> Records contained in a dataset:
* * *
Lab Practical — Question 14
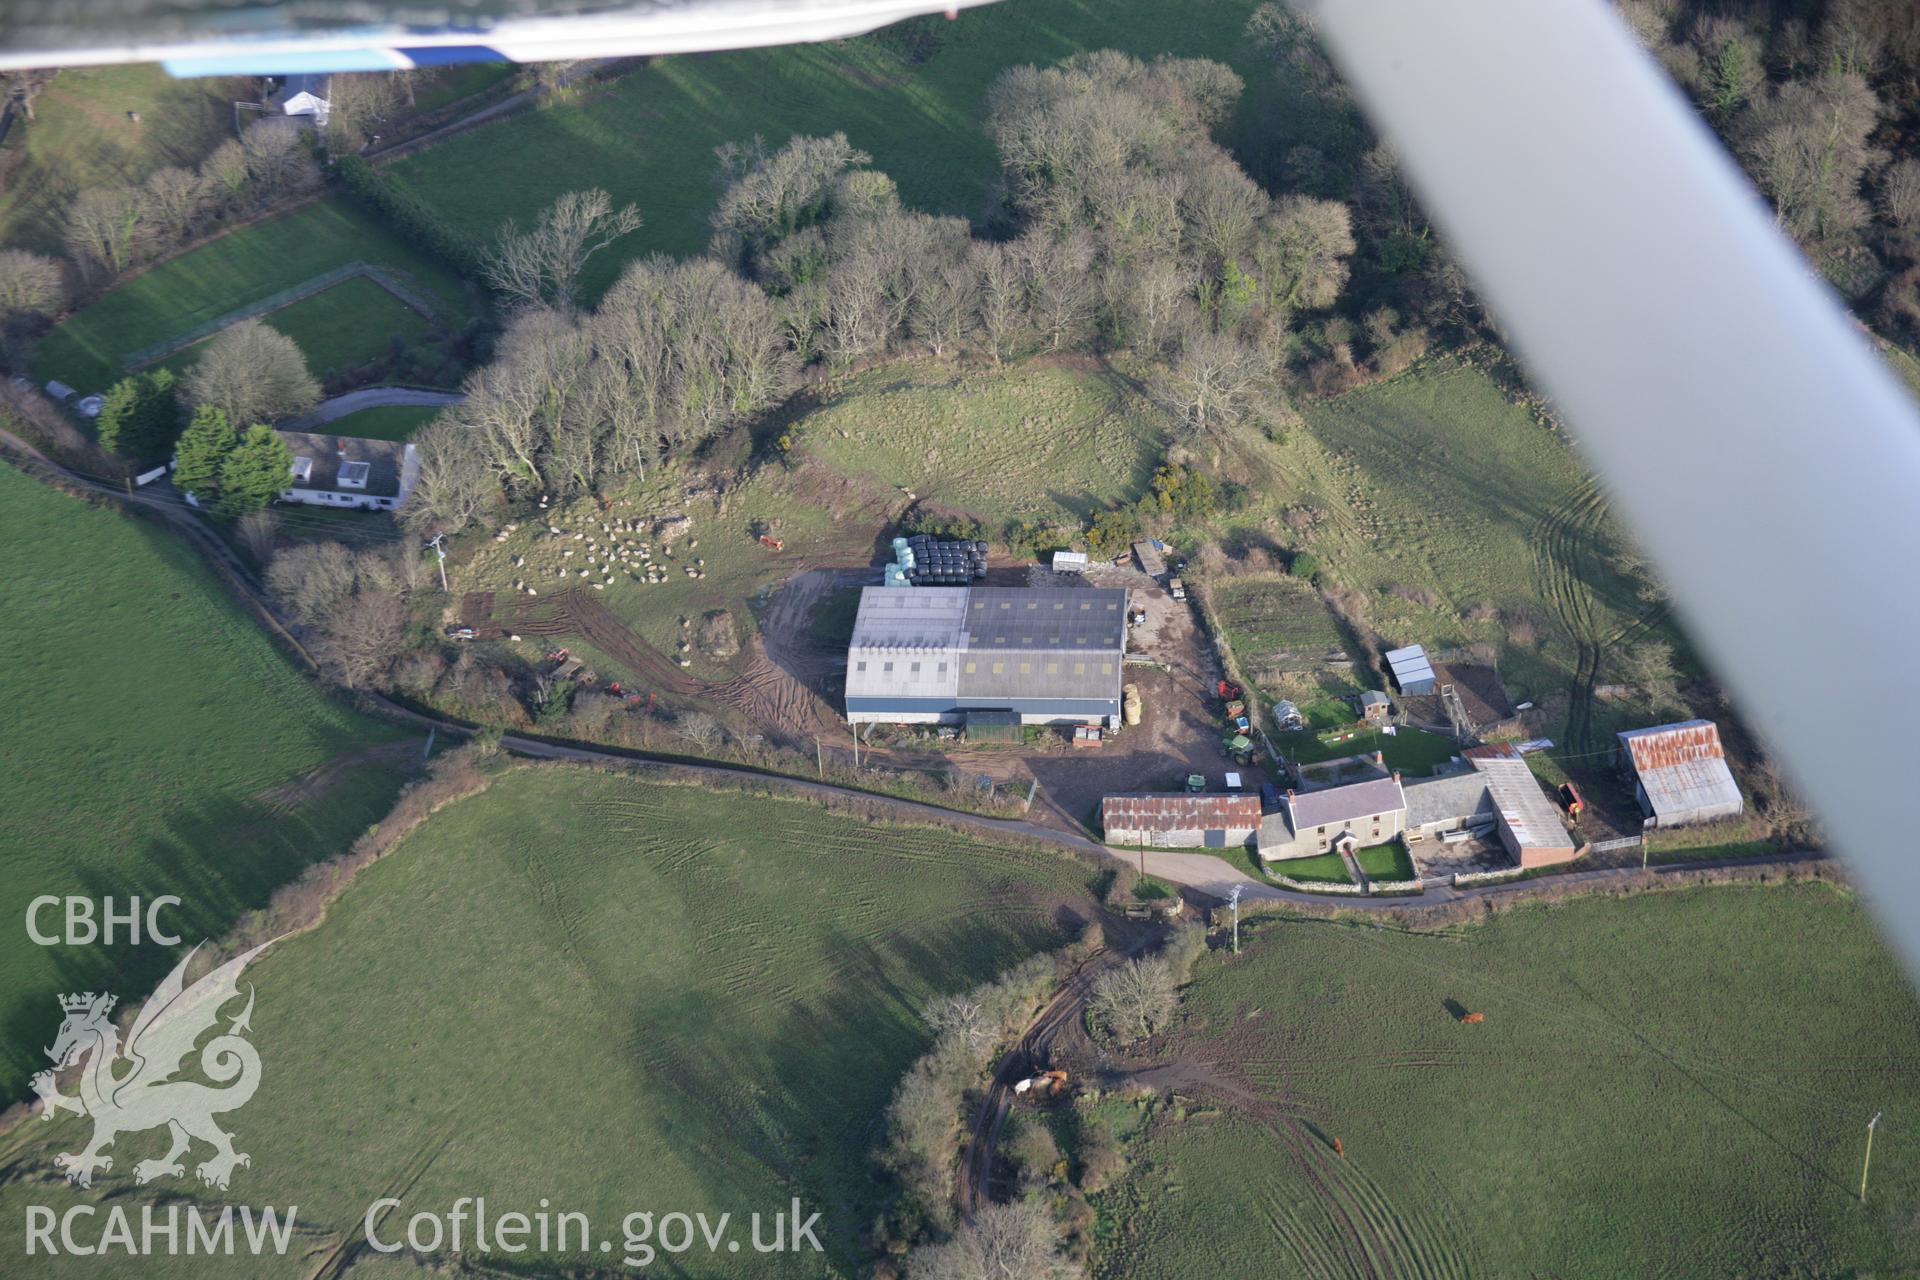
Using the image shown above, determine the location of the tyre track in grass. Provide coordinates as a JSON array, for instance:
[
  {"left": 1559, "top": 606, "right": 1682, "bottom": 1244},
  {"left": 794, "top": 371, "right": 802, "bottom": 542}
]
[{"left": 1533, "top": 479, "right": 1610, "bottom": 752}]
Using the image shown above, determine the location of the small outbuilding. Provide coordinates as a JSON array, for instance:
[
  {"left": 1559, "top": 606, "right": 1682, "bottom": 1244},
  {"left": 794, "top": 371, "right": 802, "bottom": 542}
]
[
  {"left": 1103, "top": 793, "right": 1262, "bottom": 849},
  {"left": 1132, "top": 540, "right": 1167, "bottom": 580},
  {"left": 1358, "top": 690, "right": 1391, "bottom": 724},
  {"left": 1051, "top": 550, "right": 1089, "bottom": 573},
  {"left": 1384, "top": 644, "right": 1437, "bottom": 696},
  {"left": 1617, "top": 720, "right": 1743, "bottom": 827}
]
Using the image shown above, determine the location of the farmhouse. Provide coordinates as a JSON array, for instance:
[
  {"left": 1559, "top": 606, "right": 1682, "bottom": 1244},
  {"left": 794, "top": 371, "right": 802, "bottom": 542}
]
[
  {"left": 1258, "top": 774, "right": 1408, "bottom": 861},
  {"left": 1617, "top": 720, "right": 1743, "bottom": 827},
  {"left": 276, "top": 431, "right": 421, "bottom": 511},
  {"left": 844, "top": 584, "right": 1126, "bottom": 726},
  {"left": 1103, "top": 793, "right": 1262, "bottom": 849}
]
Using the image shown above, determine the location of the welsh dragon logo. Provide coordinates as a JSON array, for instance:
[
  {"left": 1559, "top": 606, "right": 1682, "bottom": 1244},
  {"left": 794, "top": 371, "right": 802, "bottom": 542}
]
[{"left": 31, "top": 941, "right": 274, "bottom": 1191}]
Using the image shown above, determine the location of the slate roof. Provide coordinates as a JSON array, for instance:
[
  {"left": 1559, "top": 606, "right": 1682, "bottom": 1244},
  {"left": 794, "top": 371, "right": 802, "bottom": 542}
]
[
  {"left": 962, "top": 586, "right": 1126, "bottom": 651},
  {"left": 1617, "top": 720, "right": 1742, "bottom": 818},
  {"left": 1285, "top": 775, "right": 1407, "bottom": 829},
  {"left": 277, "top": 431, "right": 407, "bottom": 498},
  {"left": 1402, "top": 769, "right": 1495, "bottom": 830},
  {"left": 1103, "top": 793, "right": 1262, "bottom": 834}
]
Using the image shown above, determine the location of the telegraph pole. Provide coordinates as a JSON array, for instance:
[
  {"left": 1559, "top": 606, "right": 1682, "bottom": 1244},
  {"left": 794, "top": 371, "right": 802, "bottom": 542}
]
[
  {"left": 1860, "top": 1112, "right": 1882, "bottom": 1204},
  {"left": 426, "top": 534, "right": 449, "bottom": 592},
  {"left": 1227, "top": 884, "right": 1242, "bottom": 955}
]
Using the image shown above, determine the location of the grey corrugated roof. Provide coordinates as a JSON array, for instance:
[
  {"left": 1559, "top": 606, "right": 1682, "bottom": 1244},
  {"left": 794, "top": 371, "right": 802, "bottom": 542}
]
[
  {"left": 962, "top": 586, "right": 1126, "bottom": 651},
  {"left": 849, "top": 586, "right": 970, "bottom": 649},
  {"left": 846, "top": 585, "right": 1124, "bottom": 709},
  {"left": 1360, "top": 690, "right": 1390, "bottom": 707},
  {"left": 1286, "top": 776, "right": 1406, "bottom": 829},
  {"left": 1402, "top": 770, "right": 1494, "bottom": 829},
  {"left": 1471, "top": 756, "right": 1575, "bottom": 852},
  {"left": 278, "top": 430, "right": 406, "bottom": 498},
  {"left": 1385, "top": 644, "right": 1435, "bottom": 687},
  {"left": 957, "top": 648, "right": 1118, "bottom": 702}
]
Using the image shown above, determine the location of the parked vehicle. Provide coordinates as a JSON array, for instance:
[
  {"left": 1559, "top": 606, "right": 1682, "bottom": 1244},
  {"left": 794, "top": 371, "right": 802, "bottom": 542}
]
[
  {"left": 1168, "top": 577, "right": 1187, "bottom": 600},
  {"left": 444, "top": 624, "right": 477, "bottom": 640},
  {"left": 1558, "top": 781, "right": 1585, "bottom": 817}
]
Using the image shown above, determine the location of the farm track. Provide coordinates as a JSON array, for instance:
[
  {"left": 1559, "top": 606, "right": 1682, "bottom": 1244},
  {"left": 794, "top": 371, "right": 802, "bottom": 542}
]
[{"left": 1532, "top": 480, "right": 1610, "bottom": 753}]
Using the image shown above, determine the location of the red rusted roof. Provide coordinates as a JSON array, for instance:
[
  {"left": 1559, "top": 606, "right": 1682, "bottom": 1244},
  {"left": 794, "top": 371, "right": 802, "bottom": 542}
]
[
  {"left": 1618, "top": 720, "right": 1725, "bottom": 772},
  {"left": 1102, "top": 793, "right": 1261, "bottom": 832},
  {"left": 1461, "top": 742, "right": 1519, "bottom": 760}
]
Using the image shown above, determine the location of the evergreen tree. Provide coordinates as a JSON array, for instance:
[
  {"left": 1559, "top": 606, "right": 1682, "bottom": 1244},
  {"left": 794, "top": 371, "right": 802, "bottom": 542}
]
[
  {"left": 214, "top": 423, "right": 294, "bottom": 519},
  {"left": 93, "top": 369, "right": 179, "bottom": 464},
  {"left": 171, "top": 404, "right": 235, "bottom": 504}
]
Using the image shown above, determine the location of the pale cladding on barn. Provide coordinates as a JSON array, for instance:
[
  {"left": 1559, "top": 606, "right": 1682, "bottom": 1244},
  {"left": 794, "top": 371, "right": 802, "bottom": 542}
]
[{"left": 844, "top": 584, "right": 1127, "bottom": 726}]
* * *
> Task goal:
Leave out the pictures and reproduce the rest of the records exactly.

> Exercise result:
Lab Practical — Question 14
Using the image shown above, determine the location of the tyre track in grass. Provide coordinates as a JSON array, for instance:
[
  {"left": 1559, "top": 606, "right": 1682, "bottom": 1244},
  {"left": 794, "top": 371, "right": 802, "bottom": 542}
]
[{"left": 1533, "top": 479, "right": 1610, "bottom": 752}]
Using the image shown above, determine the location of the small outbuilding. Provide coordinates as a JSON array, for instance:
[
  {"left": 1559, "top": 606, "right": 1682, "bottom": 1244},
  {"left": 794, "top": 371, "right": 802, "bottom": 542}
]
[
  {"left": 1103, "top": 793, "right": 1262, "bottom": 849},
  {"left": 1132, "top": 540, "right": 1167, "bottom": 580},
  {"left": 1358, "top": 690, "right": 1391, "bottom": 724},
  {"left": 1051, "top": 550, "right": 1089, "bottom": 573},
  {"left": 1384, "top": 644, "right": 1437, "bottom": 696},
  {"left": 1617, "top": 720, "right": 1743, "bottom": 827}
]
Using the image shown above, determine the location of the farmhouse. Provide coordinates as a JSON array, for instance:
[
  {"left": 1559, "top": 606, "right": 1682, "bottom": 1244},
  {"left": 794, "top": 371, "right": 802, "bottom": 542}
]
[
  {"left": 1258, "top": 774, "right": 1408, "bottom": 861},
  {"left": 1617, "top": 720, "right": 1743, "bottom": 827},
  {"left": 276, "top": 431, "right": 421, "bottom": 511},
  {"left": 844, "top": 584, "right": 1126, "bottom": 726},
  {"left": 1103, "top": 793, "right": 1262, "bottom": 849}
]
Using the image shown above, determine the location of the welsh dragon logo. Provide coordinates as a JSON array, for instance:
[
  {"left": 1559, "top": 606, "right": 1682, "bottom": 1244},
  {"left": 794, "top": 371, "right": 802, "bottom": 542}
]
[{"left": 31, "top": 941, "right": 274, "bottom": 1191}]
Using the image shown above, determine the location of the slate roof. Provide coordinates as a JSON array, for instance:
[
  {"left": 1559, "top": 606, "right": 1682, "bottom": 1244},
  {"left": 794, "top": 371, "right": 802, "bottom": 542}
]
[
  {"left": 962, "top": 586, "right": 1126, "bottom": 651},
  {"left": 1617, "top": 720, "right": 1742, "bottom": 818},
  {"left": 1285, "top": 775, "right": 1407, "bottom": 829},
  {"left": 277, "top": 431, "right": 407, "bottom": 498},
  {"left": 1402, "top": 769, "right": 1495, "bottom": 830},
  {"left": 1103, "top": 793, "right": 1262, "bottom": 834}
]
Using the image shown above, determine the location of the telegraph pole. Provide coordinates as a JSON array, for instance:
[
  {"left": 1559, "top": 606, "right": 1682, "bottom": 1244},
  {"left": 794, "top": 371, "right": 802, "bottom": 542}
]
[
  {"left": 1860, "top": 1112, "right": 1882, "bottom": 1204},
  {"left": 426, "top": 534, "right": 449, "bottom": 592},
  {"left": 1227, "top": 884, "right": 1242, "bottom": 955}
]
Using the image shown above, determine the location of the grey corrugated roof. Provide coordinates as a JSON array, for instance:
[
  {"left": 1559, "top": 606, "right": 1682, "bottom": 1244},
  {"left": 794, "top": 371, "right": 802, "bottom": 542}
]
[
  {"left": 962, "top": 586, "right": 1126, "bottom": 651},
  {"left": 849, "top": 586, "right": 970, "bottom": 649},
  {"left": 846, "top": 585, "right": 1124, "bottom": 709},
  {"left": 1360, "top": 690, "right": 1390, "bottom": 707},
  {"left": 1286, "top": 776, "right": 1406, "bottom": 829},
  {"left": 1402, "top": 770, "right": 1494, "bottom": 829},
  {"left": 1471, "top": 756, "right": 1575, "bottom": 852},
  {"left": 278, "top": 430, "right": 406, "bottom": 498},
  {"left": 1385, "top": 644, "right": 1435, "bottom": 687},
  {"left": 957, "top": 648, "right": 1118, "bottom": 702}
]
Using the image shown above, determine the location of the parked vehicle. Provide coordinates as a JSON array, for instance:
[
  {"left": 1559, "top": 606, "right": 1682, "bottom": 1244},
  {"left": 794, "top": 371, "right": 802, "bottom": 542}
]
[
  {"left": 1168, "top": 577, "right": 1187, "bottom": 600},
  {"left": 444, "top": 624, "right": 477, "bottom": 640},
  {"left": 1558, "top": 781, "right": 1585, "bottom": 817}
]
Using the image shown above, determine the location of the farm track. Provide coordinates as a JSON array, for instance:
[
  {"left": 1559, "top": 606, "right": 1682, "bottom": 1244},
  {"left": 794, "top": 371, "right": 802, "bottom": 542}
]
[{"left": 1532, "top": 480, "right": 1610, "bottom": 753}]
Using the image shown above, determine the location of the red rusted roof. Provide coordinates as a JSON array, for instance:
[
  {"left": 1559, "top": 606, "right": 1682, "bottom": 1244},
  {"left": 794, "top": 371, "right": 802, "bottom": 542}
]
[
  {"left": 1618, "top": 720, "right": 1725, "bottom": 772},
  {"left": 1102, "top": 793, "right": 1261, "bottom": 832},
  {"left": 1461, "top": 742, "right": 1519, "bottom": 760}
]
Using the image shown above, determine the location of the evergreen tree. Provide coordinates as a JSON array, for instance:
[
  {"left": 1559, "top": 606, "right": 1682, "bottom": 1244},
  {"left": 794, "top": 371, "right": 802, "bottom": 542}
]
[
  {"left": 214, "top": 423, "right": 294, "bottom": 519},
  {"left": 93, "top": 369, "right": 179, "bottom": 464},
  {"left": 171, "top": 404, "right": 235, "bottom": 504}
]
Using the image shown above, determine the location of the pale cladding on barn. Provide coordinates as a JSON array, for instance:
[
  {"left": 1559, "top": 606, "right": 1682, "bottom": 1244},
  {"left": 794, "top": 371, "right": 802, "bottom": 542}
]
[{"left": 844, "top": 584, "right": 1127, "bottom": 726}]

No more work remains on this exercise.